(TASK GOAL)
Once the line with "Target: blue sky" is found in the entries below, repeat that line and every one after it exactly, ending at the last.

========

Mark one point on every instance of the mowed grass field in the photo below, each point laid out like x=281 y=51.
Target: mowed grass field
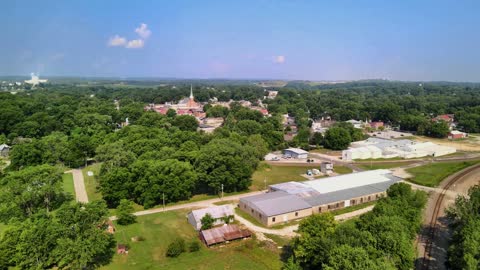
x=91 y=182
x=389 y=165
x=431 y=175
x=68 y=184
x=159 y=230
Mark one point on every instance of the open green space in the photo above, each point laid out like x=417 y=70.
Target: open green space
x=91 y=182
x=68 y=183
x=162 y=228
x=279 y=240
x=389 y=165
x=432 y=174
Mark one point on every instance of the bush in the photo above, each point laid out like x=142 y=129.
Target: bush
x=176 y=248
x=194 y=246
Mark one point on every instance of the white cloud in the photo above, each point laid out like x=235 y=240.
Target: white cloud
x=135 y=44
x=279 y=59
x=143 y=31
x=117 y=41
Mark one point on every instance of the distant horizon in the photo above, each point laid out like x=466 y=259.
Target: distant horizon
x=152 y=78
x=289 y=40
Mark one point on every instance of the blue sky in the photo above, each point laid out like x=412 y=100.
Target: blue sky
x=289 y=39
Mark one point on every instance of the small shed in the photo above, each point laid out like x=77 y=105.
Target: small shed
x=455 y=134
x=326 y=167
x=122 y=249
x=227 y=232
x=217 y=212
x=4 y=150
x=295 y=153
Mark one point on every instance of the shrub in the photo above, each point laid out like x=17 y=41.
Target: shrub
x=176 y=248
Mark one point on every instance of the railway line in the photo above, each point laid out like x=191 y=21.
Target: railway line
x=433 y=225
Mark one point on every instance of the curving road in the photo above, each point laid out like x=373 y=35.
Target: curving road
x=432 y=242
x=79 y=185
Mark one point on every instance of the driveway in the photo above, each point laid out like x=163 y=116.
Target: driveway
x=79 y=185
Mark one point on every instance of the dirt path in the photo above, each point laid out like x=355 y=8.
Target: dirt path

========

(RESULT OF THIS TASK)
Target: blue sky
x=289 y=39
Mark one point on every instance of the small shed in the photo above, each point laid out like x=77 y=105.
Target: small shed
x=455 y=134
x=326 y=167
x=122 y=249
x=227 y=232
x=217 y=212
x=4 y=150
x=295 y=153
Mark one point on every instance of the shrub in the photo above, each point laid out like x=17 y=41.
Target: shrub
x=176 y=248
Mark one point on every instance of the railway line in the photo above, each point laid out like x=191 y=21.
Target: railway line
x=433 y=225
Mark one point on every instance of the curving road in the photo above, each point laid out like x=373 y=35.
Target: curving road
x=432 y=242
x=79 y=185
Mark one point on every instance of the driveway in the photo above, each point laid out like x=163 y=116.
Target: driveway
x=79 y=185
Mark one point on every instance of the dirt path in the photo above, each point laid out like x=355 y=8.
Target: dirt path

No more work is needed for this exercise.